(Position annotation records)

* BEGIN *

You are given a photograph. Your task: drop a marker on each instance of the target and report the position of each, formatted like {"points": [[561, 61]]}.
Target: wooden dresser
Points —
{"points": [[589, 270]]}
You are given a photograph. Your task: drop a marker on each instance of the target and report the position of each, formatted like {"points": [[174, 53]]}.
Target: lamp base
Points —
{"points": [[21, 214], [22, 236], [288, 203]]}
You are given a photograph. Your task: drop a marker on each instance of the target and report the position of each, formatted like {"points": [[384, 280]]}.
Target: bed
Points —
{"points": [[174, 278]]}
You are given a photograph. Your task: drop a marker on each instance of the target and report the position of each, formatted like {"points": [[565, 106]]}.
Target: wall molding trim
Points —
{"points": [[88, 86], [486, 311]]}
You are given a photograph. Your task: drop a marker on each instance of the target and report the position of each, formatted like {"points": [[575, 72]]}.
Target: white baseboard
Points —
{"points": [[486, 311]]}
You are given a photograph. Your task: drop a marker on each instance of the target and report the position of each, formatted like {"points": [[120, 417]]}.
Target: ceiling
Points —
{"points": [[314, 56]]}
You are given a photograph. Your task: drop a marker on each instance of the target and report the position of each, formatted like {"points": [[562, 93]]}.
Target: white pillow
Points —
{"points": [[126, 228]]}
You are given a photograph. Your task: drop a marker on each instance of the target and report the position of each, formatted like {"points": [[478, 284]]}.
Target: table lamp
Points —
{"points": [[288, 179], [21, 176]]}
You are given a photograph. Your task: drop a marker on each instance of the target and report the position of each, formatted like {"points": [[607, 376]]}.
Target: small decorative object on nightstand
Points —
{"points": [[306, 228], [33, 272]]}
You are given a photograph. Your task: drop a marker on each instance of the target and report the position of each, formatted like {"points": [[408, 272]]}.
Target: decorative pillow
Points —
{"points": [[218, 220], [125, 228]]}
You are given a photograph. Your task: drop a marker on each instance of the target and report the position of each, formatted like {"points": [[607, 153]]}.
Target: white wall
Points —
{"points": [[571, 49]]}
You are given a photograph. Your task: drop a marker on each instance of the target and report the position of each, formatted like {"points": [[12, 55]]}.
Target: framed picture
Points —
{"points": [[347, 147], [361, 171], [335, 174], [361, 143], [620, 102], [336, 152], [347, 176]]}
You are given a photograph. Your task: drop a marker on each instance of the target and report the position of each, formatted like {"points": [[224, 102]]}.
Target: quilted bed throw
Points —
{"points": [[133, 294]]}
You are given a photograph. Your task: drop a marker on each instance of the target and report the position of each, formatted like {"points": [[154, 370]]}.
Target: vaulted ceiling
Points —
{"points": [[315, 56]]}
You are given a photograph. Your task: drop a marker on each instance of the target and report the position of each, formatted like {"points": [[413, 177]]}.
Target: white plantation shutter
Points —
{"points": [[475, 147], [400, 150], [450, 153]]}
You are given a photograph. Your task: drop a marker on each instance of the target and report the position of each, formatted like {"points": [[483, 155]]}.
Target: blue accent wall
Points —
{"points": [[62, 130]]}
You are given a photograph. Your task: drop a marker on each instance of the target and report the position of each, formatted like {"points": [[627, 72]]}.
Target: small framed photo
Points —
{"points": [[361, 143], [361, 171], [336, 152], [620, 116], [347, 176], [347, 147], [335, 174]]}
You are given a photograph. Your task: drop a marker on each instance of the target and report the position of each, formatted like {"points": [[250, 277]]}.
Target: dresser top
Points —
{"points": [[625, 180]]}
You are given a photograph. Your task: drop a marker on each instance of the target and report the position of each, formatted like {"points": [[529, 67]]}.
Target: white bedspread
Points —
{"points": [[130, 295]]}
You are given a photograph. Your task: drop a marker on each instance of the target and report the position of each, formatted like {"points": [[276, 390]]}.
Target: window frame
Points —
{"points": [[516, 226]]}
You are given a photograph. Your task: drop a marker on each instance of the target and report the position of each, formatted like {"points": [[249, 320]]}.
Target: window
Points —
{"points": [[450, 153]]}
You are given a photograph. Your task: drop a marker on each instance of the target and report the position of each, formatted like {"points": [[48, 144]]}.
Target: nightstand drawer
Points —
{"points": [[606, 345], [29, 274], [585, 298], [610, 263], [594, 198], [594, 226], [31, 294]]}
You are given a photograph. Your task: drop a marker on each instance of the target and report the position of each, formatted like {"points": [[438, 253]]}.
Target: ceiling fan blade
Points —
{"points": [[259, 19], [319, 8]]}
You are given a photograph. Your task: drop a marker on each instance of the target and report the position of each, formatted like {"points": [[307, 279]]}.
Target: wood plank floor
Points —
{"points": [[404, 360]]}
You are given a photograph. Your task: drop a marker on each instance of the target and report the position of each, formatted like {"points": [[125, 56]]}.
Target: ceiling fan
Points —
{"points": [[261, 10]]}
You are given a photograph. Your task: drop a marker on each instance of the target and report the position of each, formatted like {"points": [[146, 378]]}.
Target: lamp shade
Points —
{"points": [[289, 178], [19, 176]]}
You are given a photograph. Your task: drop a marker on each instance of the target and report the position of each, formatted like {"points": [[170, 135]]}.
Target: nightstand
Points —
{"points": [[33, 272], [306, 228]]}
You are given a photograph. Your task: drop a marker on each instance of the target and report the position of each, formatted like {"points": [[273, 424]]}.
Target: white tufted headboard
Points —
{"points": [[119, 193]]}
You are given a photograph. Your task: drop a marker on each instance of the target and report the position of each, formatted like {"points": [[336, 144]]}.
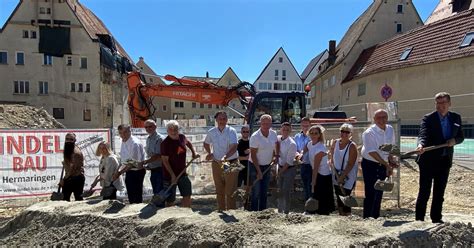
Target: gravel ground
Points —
{"points": [[113, 224]]}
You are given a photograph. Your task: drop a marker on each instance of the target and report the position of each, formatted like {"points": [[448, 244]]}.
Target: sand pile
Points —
{"points": [[112, 224], [21, 116]]}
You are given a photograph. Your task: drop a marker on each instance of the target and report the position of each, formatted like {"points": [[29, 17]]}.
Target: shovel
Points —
{"points": [[347, 200], [386, 185], [408, 155], [311, 205], [159, 198], [58, 196]]}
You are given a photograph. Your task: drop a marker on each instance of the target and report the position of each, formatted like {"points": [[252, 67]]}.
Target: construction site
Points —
{"points": [[115, 223]]}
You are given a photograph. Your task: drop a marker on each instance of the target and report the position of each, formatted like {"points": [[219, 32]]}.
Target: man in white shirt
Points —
{"points": [[132, 149], [376, 164], [263, 144], [223, 140]]}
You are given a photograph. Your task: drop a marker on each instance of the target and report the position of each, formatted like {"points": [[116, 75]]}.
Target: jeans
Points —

* END *

STATED TASK >>
List every line that contains the word "small", copying each such line in full. Case counts when matching.

COMPLETE RESPONSE >>
Target: small decorative object on nightstand
Target: small framed photo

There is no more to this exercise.